**What the task asks:** Produce an exact copy of the lines from the line containing "Every instance of the white and" through the last line of the entries below, and only those lines.

**Data:**
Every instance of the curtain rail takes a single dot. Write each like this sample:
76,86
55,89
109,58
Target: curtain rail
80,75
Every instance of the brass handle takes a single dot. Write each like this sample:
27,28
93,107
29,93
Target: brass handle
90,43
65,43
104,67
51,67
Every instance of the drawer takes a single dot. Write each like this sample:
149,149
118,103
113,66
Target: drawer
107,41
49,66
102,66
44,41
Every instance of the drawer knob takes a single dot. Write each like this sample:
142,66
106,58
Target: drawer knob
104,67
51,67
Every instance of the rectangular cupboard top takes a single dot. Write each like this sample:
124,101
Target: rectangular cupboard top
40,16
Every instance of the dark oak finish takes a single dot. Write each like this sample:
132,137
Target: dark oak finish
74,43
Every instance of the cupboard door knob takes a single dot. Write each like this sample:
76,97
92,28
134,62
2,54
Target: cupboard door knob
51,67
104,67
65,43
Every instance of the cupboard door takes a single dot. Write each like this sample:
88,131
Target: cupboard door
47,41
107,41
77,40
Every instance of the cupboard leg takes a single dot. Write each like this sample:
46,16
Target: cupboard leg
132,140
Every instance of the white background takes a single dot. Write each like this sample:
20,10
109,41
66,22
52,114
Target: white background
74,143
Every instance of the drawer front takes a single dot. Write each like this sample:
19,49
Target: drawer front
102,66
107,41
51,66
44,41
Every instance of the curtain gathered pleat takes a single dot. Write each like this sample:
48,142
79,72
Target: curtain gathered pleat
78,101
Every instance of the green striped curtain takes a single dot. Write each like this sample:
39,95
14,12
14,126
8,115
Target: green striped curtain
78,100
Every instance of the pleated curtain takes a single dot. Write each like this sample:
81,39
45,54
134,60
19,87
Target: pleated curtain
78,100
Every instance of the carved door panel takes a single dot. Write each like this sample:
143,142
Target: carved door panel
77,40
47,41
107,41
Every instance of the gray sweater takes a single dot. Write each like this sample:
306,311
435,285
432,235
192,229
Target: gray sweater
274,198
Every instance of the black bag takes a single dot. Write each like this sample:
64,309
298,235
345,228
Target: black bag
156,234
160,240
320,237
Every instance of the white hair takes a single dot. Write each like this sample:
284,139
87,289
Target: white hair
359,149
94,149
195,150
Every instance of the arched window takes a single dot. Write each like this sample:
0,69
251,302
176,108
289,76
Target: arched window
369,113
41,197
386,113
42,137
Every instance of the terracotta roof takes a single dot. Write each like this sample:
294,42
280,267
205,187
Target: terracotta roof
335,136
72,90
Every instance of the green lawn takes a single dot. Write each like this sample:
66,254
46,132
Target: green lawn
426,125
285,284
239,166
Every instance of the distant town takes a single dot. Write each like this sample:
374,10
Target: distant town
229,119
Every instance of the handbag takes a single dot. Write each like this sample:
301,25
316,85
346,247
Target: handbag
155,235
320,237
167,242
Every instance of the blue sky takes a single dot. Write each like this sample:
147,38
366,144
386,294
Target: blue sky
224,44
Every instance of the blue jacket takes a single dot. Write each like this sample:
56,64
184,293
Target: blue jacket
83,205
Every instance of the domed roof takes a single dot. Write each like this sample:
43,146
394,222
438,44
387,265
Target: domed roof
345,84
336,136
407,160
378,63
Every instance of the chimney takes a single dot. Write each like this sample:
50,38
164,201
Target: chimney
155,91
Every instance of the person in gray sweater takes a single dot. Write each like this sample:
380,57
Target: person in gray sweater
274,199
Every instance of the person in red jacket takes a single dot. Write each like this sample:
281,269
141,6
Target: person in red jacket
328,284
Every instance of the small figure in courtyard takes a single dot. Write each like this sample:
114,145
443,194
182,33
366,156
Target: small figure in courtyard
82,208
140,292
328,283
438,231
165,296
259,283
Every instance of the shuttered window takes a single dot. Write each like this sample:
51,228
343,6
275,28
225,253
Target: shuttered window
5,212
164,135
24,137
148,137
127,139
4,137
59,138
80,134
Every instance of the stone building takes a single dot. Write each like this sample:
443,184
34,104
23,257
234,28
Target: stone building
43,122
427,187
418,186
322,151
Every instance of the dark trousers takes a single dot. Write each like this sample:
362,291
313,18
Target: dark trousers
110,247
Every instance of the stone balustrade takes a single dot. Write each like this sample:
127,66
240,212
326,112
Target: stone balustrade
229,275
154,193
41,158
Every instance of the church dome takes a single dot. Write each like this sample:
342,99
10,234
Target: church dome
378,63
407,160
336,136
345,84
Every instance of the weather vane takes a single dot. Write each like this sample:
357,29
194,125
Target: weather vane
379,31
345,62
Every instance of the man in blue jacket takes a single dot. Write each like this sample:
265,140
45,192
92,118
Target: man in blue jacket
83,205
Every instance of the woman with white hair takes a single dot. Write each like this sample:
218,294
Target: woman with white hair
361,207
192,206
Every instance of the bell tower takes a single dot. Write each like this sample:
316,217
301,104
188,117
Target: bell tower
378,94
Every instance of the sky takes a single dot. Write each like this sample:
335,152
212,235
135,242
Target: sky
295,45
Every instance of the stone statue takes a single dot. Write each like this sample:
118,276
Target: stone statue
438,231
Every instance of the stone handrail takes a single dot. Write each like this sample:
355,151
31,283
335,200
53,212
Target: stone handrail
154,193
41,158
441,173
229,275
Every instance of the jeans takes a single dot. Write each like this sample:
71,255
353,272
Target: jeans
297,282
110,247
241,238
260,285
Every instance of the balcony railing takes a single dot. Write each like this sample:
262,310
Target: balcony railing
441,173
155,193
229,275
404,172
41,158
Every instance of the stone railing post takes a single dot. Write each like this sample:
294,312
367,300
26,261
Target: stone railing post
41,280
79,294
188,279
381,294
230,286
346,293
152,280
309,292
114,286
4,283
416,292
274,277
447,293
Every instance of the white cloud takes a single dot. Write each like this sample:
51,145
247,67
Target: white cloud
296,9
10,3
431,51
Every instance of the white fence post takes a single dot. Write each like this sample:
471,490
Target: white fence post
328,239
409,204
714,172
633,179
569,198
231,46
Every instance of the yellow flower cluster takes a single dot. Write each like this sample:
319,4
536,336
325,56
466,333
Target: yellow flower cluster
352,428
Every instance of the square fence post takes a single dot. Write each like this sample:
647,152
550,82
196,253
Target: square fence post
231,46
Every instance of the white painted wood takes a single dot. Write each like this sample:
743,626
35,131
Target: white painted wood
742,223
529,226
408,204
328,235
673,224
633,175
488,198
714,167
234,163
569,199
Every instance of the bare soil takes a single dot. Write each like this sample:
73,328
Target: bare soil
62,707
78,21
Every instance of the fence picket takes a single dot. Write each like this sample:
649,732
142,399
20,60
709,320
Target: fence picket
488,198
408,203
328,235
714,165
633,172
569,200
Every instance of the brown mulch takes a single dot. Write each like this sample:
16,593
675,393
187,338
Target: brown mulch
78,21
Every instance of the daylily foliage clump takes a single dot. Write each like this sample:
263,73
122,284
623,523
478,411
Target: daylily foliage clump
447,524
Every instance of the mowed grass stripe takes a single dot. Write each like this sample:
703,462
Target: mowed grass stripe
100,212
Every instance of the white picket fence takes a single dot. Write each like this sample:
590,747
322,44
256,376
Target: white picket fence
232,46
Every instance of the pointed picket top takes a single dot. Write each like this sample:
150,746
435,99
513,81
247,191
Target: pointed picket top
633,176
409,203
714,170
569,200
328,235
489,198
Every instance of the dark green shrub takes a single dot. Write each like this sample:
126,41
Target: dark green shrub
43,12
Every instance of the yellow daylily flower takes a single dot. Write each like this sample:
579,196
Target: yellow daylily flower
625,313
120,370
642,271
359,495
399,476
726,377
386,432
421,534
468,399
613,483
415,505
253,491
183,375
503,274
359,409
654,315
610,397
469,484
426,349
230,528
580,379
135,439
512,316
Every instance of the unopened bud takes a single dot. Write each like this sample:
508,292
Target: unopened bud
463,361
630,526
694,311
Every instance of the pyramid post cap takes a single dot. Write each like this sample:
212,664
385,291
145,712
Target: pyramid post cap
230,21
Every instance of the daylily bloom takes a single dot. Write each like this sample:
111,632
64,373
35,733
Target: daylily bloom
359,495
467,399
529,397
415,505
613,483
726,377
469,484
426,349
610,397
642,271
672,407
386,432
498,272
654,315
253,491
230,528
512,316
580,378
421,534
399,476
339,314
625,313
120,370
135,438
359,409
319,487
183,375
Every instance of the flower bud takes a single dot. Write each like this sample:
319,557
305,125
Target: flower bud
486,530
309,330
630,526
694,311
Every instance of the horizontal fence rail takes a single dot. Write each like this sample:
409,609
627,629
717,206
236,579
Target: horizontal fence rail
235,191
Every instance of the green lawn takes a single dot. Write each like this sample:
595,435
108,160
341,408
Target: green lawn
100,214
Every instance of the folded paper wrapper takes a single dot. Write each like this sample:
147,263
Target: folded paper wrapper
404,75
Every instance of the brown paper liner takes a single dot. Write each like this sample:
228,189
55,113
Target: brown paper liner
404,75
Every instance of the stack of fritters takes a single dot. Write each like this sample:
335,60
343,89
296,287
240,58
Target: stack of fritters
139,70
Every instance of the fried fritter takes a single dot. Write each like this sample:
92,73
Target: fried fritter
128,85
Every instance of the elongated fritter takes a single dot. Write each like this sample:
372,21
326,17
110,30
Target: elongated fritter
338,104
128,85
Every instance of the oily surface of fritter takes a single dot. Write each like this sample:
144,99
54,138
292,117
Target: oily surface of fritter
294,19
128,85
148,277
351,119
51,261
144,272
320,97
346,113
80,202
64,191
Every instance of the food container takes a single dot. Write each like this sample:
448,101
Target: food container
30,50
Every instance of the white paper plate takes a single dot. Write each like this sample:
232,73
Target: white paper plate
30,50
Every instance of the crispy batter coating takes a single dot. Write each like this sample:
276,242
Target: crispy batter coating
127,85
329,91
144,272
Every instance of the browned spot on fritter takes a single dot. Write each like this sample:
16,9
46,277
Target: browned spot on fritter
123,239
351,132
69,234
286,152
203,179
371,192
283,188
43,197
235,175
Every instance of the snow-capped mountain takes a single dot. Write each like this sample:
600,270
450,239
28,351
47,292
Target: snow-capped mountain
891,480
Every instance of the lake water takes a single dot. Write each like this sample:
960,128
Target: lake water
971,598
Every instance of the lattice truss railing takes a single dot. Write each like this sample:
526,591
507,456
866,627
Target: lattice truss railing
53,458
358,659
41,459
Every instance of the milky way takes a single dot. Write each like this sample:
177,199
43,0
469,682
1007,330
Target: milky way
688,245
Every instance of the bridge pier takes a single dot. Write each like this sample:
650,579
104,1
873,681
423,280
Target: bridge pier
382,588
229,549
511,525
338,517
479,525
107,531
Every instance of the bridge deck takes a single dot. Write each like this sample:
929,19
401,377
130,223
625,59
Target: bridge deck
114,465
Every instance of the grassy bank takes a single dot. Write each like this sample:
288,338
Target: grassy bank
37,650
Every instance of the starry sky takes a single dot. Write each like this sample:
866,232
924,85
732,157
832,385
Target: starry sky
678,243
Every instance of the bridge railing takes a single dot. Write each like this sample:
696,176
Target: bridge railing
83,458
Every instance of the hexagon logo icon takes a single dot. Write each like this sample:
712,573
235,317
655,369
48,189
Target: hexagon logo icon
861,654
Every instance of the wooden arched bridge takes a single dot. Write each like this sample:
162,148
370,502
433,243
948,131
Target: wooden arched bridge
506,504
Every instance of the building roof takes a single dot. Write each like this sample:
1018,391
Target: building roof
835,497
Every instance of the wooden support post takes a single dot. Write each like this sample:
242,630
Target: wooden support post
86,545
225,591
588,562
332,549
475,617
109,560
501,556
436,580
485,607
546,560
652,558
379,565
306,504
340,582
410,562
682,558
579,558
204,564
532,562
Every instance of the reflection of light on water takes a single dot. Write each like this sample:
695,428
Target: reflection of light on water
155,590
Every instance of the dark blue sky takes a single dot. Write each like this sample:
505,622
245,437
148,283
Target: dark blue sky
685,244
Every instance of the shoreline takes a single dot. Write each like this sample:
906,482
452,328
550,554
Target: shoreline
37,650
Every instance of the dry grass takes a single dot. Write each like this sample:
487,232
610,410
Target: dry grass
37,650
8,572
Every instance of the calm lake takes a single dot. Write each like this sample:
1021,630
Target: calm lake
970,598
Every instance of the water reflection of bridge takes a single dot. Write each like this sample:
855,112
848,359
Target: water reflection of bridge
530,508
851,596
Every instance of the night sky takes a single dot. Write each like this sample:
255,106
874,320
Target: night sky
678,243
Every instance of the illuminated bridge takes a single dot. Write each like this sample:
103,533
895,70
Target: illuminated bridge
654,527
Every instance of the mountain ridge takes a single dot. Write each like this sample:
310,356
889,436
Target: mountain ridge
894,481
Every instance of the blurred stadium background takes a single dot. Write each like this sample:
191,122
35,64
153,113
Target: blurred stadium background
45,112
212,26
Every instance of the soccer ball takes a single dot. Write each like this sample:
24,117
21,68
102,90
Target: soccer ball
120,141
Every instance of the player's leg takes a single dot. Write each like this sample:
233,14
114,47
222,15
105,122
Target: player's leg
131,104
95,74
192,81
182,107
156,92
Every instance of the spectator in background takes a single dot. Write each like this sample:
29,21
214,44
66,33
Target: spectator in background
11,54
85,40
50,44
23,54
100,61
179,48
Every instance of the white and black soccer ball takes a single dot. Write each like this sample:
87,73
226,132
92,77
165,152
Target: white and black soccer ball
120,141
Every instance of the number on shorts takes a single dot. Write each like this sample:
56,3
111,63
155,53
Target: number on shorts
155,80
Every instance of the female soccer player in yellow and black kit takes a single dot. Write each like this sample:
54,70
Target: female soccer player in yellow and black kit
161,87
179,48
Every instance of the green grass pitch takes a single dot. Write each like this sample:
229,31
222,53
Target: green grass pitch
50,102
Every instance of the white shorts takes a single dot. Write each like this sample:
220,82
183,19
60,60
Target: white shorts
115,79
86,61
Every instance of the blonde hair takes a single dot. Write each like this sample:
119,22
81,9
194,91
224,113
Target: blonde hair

**Task output:**
Every instance of the white and black soccer ball takes a single dot. Write each like this sample:
87,73
226,132
92,77
165,152
Target: white and black soccer ball
120,141
Every instance of the number on shorts takes a single dot. Write each like this sample:
56,3
111,63
155,53
Target: number on shorts
155,80
Every instance of the female soccer player in yellow and black kit takes a single dot. Write each like this sample:
54,70
Target: female soccer player in yellow and black kit
161,87
179,48
Every instance of the green grass pitch takes a single dot. Write each like this sample:
229,31
222,53
Target: green grass pitch
50,102
Every instance of the white shorts takes a single dot. Write each like this sample:
220,82
183,19
60,60
Target: white shorts
115,79
86,61
Every instance of the blonde hair takes a single dot. Write each like this sample:
119,22
81,9
194,91
224,113
Target: blonde hair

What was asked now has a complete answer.